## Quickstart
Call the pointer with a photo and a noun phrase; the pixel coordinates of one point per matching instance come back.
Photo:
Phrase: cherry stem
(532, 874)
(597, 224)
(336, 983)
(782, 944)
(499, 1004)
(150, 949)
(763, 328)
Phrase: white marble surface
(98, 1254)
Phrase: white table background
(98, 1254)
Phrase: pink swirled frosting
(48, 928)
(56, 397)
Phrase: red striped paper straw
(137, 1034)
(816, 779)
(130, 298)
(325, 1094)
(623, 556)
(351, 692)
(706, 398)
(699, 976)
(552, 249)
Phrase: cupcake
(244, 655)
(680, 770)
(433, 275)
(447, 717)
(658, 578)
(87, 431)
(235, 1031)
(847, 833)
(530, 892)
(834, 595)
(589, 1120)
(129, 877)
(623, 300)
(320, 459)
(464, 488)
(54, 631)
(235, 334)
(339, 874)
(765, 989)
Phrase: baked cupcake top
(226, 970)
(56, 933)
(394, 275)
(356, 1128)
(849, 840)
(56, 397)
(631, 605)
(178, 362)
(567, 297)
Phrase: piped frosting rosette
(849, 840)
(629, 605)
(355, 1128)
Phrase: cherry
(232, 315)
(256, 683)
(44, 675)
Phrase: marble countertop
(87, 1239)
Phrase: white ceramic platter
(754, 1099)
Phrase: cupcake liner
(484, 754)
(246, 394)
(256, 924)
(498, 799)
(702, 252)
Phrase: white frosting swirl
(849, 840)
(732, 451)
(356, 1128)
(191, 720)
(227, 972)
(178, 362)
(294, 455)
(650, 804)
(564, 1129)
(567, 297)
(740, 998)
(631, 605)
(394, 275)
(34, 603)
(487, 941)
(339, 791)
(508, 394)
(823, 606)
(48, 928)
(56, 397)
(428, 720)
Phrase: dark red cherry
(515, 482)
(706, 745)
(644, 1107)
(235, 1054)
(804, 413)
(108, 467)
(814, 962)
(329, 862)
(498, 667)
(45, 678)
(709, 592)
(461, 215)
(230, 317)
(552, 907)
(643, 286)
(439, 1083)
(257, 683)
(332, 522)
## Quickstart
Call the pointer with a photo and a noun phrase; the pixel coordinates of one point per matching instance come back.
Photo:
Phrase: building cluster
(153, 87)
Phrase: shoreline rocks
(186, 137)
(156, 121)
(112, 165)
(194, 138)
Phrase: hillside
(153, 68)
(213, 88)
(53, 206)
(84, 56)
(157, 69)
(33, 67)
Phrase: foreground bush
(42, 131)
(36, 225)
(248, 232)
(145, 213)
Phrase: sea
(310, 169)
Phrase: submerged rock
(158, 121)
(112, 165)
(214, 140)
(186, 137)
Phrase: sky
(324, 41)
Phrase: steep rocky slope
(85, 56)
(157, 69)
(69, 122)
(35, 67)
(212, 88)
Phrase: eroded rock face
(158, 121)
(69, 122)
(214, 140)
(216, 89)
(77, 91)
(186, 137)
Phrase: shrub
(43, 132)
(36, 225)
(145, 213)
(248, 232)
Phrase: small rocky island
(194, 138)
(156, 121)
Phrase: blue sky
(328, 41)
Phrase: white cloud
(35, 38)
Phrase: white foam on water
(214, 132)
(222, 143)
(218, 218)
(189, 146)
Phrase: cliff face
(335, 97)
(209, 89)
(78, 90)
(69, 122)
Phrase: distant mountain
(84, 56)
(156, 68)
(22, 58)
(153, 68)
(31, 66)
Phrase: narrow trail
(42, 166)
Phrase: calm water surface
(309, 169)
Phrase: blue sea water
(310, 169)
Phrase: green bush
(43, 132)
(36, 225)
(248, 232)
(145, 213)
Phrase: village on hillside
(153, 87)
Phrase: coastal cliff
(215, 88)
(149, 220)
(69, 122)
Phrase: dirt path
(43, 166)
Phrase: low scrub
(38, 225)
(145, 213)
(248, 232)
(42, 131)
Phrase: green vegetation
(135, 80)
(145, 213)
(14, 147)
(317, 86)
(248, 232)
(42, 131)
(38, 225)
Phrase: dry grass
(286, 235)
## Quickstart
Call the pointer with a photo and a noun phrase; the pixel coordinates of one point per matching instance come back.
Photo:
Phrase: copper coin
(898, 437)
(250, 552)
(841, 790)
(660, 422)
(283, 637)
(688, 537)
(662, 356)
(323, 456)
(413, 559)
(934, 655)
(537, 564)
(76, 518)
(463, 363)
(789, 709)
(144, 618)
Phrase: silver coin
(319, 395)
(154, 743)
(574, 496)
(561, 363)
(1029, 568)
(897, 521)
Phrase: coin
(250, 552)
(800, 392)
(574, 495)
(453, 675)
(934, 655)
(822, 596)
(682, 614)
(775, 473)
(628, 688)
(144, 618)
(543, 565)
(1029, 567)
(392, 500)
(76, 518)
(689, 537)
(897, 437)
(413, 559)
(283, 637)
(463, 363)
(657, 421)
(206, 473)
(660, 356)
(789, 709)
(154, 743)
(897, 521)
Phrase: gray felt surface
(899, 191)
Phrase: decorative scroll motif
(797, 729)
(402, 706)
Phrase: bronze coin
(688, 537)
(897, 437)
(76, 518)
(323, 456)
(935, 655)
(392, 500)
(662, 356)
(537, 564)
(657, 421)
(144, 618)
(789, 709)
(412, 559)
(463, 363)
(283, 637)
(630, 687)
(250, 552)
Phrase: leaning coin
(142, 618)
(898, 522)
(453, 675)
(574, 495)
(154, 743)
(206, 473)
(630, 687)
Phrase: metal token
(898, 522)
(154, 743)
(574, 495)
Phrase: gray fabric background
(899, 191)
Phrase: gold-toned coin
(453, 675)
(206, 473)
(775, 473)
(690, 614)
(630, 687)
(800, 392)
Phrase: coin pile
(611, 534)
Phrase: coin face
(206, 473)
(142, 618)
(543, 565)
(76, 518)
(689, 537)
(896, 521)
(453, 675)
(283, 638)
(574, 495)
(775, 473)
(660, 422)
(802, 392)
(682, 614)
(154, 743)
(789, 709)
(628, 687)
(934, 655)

# GIVEN PROBLEM
Repeat only the lines running from the line that contains "Phrase: green vegetation" through the last line above, inclusive.

# RESPONSE
Phrase: green vegetation
(135, 80)
(145, 213)
(14, 147)
(317, 86)
(248, 232)
(42, 131)
(38, 225)
Phrase: dry grass
(286, 235)
## Quickstart
Call the pointer with a photo and a noun phrase; the pixel coordinates of one point per matching instance come back.
Photo:
Phrase: copper coin
(898, 437)
(250, 552)
(841, 790)
(660, 422)
(283, 637)
(688, 537)
(662, 356)
(323, 456)
(413, 559)
(934, 655)
(537, 564)
(76, 518)
(463, 363)
(789, 709)
(144, 618)
Phrase: silver coin
(319, 395)
(154, 743)
(574, 496)
(561, 363)
(1029, 568)
(897, 521)
Phrase: coin
(250, 552)
(800, 392)
(574, 495)
(453, 675)
(934, 655)
(822, 596)
(682, 614)
(775, 473)
(628, 688)
(144, 618)
(543, 565)
(1029, 567)
(392, 500)
(76, 518)
(689, 537)
(897, 437)
(413, 559)
(283, 637)
(463, 363)
(657, 421)
(206, 473)
(660, 356)
(789, 709)
(154, 743)
(897, 521)
Phrase: gray felt surface
(899, 191)
Phrase: decorative scroll motif
(797, 729)
(402, 706)
Phrase: bronze coin
(688, 537)
(897, 437)
(76, 518)
(323, 456)
(935, 655)
(392, 500)
(662, 356)
(537, 564)
(657, 421)
(144, 618)
(789, 709)
(412, 559)
(463, 363)
(283, 637)
(630, 687)
(250, 552)
Phrase: leaning coin
(142, 618)
(898, 522)
(453, 675)
(574, 495)
(154, 743)
(206, 473)
(630, 687)
Phrase: metal token
(898, 522)
(154, 743)
(574, 495)
Phrase: gray fabric background
(899, 191)
Phrase: gold-toned coin
(453, 675)
(206, 473)
(775, 473)
(690, 614)
(630, 687)
(800, 392)
Phrase: coin pile
(611, 534)
Phrase: coin face
(206, 473)
(142, 618)
(543, 565)
(76, 518)
(689, 537)
(896, 521)
(453, 675)
(283, 638)
(574, 495)
(775, 473)
(660, 422)
(802, 392)
(682, 614)
(154, 743)
(789, 709)
(628, 687)
(934, 655)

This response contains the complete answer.